-- REQUIREMENTS --
(a) Could you rewrite the part of the reflection on love and home that opens with the words containing "I should be" and closes with "having it all.", replacing "feeling" with "sense"?
(b) Which one-word sentences come at the very end of the reflection on love and home?

===== EXTRACTED TEXT

I should be doing work. That is a feeling I want to shake.
I want to be in love. That is a feeling I want to have.
Between ridding myself of the first feeling, and surrendering myself wholly and without reservation to the depths of the second, therein lies the answer to having it all.
"All" (as defined in my universe): A warm, safe, beautiful corner of the world where, regardless of what flurries of chaos go on around me or where I may happen to be, I carry with me the indellible feeling that I am always "home."
Simple needs. Considerate gestures. A cup of hot cocoa. A back rub. A well timed call. A "seeing you lights me up inside" smile - no matter how early or late in the day it might be. Bliss. Beaming. Proud. Support. Luckyducky.

==========
===== SUPPLIED RECORDS

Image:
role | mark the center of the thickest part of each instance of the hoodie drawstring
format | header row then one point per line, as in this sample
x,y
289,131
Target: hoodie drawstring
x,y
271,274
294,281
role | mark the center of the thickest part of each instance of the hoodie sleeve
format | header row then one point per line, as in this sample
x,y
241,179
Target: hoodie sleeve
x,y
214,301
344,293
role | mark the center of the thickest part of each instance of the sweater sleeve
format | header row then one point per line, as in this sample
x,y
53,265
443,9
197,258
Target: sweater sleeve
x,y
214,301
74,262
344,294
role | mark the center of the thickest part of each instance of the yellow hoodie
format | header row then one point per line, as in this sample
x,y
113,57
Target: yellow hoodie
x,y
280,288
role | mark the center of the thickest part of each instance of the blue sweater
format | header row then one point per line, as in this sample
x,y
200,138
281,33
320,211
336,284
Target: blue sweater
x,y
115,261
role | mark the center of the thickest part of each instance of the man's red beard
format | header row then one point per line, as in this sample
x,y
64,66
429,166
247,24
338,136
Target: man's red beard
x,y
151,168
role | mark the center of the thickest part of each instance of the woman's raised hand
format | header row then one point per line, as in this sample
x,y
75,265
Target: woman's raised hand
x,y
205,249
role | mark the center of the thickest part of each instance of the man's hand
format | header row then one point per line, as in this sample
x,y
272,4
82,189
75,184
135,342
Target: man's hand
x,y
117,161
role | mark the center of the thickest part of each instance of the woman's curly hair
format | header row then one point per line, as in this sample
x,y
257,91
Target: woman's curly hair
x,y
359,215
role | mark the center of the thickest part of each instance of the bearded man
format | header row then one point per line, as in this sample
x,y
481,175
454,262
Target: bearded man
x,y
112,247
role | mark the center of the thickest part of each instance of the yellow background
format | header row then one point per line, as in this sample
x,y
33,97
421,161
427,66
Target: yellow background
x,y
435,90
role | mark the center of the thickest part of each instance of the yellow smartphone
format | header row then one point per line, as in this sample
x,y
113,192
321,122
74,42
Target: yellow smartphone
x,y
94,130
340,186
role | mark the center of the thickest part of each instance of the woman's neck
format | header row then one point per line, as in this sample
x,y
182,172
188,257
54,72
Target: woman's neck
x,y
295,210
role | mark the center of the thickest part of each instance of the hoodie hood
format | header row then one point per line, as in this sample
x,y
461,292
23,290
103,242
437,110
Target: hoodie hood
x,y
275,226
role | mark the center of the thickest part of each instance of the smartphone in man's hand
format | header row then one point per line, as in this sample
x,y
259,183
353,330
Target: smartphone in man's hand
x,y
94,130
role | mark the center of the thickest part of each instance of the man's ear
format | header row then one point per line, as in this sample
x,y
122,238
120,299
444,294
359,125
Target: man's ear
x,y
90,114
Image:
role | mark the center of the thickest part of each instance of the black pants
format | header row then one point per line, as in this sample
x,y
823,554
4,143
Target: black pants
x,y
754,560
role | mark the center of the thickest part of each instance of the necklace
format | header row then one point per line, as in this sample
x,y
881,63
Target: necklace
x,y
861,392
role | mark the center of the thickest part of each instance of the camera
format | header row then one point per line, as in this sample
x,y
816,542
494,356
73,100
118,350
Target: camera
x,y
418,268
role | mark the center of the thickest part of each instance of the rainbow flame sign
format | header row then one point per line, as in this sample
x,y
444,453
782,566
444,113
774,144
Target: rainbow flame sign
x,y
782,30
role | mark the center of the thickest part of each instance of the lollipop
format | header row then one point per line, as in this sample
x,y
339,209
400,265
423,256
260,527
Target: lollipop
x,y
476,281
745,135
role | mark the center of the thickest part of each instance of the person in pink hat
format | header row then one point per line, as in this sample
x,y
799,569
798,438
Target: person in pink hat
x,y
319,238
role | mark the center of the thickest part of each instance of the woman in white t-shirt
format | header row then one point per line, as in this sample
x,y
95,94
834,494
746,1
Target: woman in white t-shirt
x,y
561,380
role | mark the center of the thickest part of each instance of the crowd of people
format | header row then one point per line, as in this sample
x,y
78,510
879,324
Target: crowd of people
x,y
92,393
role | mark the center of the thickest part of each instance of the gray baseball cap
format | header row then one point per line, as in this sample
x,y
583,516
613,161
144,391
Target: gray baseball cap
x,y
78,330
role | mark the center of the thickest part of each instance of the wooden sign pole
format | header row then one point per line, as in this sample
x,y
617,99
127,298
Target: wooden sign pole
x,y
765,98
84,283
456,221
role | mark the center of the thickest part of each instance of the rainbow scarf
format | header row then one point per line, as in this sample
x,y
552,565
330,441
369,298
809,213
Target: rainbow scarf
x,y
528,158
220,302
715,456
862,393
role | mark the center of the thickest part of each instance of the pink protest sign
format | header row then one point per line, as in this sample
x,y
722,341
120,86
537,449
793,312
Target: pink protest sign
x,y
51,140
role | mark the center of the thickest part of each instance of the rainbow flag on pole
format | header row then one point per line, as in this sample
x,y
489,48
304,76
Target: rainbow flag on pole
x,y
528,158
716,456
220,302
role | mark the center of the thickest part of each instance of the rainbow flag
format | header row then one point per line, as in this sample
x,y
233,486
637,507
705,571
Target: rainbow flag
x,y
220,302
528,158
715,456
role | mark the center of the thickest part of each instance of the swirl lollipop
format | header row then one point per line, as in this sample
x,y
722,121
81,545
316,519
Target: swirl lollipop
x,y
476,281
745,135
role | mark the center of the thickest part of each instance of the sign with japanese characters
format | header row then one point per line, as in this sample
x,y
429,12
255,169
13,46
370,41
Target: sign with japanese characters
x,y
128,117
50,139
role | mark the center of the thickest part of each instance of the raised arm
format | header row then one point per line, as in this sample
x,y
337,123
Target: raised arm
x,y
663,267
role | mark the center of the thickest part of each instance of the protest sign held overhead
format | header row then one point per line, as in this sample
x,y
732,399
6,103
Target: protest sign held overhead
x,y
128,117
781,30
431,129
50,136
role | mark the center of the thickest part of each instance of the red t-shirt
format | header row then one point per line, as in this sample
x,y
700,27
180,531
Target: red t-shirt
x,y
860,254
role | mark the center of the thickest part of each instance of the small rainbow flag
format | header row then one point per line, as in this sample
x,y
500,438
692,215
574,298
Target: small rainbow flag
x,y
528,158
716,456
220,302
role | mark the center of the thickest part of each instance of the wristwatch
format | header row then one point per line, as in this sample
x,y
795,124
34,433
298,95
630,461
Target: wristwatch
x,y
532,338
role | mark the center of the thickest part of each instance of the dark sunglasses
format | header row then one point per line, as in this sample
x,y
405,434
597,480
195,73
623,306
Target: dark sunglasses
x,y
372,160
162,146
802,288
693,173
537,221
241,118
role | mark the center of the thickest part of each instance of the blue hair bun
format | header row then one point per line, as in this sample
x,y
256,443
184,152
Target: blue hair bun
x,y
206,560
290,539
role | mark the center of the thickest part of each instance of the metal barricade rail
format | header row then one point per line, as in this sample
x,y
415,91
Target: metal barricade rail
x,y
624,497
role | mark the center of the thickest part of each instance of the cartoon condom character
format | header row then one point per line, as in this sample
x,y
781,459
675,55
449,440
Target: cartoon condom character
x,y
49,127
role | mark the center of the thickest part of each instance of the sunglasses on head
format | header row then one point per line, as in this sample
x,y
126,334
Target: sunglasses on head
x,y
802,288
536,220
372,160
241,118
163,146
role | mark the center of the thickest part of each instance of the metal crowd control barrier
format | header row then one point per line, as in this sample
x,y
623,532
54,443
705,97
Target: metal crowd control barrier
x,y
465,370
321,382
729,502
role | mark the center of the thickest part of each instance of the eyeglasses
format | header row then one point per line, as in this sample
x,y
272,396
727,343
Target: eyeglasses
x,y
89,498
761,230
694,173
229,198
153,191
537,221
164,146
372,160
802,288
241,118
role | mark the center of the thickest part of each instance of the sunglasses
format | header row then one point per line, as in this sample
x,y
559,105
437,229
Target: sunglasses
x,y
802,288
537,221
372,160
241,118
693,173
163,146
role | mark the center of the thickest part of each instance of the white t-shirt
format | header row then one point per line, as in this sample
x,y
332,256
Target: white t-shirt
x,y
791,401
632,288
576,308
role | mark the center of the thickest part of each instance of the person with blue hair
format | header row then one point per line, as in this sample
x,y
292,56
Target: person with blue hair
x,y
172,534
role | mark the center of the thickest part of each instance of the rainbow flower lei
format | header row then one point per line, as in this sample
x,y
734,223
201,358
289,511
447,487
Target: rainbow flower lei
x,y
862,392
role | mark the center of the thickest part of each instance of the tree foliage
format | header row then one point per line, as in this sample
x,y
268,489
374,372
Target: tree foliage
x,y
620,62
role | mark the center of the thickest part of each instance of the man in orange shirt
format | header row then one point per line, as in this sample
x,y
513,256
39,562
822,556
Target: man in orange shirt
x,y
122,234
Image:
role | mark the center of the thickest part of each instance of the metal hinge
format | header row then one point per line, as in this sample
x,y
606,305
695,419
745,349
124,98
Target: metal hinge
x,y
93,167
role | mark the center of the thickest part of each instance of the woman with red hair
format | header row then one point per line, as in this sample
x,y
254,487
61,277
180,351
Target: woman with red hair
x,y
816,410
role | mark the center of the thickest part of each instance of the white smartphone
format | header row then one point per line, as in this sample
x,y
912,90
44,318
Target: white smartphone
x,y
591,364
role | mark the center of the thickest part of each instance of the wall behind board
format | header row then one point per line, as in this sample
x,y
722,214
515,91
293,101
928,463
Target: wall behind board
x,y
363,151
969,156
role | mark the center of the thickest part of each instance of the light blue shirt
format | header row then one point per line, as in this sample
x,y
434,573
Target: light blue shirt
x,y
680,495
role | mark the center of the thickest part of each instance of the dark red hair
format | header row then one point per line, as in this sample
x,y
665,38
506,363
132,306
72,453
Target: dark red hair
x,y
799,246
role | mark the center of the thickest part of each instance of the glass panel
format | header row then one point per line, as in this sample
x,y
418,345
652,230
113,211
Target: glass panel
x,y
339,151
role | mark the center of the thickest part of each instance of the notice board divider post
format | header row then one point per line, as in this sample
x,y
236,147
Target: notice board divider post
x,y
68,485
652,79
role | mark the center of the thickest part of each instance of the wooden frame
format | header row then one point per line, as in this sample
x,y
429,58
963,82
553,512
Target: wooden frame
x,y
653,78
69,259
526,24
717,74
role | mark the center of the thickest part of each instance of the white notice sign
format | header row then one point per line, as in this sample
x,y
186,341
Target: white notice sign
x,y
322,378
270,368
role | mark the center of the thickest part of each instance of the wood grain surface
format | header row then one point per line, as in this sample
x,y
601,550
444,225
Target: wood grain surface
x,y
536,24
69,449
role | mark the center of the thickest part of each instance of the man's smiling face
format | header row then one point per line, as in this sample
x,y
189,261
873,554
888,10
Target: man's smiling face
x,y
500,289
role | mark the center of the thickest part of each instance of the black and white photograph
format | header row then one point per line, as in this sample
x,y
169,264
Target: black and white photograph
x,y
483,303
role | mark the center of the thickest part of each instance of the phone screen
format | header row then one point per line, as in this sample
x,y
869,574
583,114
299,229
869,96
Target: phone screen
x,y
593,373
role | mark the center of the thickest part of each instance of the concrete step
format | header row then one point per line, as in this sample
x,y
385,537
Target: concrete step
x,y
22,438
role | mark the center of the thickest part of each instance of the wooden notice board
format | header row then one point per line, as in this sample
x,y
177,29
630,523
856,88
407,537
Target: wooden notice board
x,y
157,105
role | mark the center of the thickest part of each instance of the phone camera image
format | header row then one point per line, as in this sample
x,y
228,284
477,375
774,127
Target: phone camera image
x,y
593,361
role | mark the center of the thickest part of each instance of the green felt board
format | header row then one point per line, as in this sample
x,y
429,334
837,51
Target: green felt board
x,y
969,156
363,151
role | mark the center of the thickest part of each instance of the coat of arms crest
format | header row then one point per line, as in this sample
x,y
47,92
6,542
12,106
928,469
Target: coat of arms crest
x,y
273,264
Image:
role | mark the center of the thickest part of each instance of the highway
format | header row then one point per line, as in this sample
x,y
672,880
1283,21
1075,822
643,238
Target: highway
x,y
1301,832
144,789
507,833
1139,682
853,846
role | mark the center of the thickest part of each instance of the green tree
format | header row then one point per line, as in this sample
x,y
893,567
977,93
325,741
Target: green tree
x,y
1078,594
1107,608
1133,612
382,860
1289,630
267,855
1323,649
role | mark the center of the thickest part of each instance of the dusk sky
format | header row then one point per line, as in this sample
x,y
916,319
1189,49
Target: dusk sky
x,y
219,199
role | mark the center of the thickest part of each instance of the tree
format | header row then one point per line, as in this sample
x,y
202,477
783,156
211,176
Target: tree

==========

-- ANSWERS TO THE PROBLEMS --
(a)
I should be doing work. That is a sense I want to shake.
I want to be in love. That is a sense I want to have.
Between ridding myself of the first sense, and surrendering myself wholly and without reservation to the depths of the second, therein lies the answer to having it all.

(b) Bliss. Beaming. Proud. Support. Luckyducky.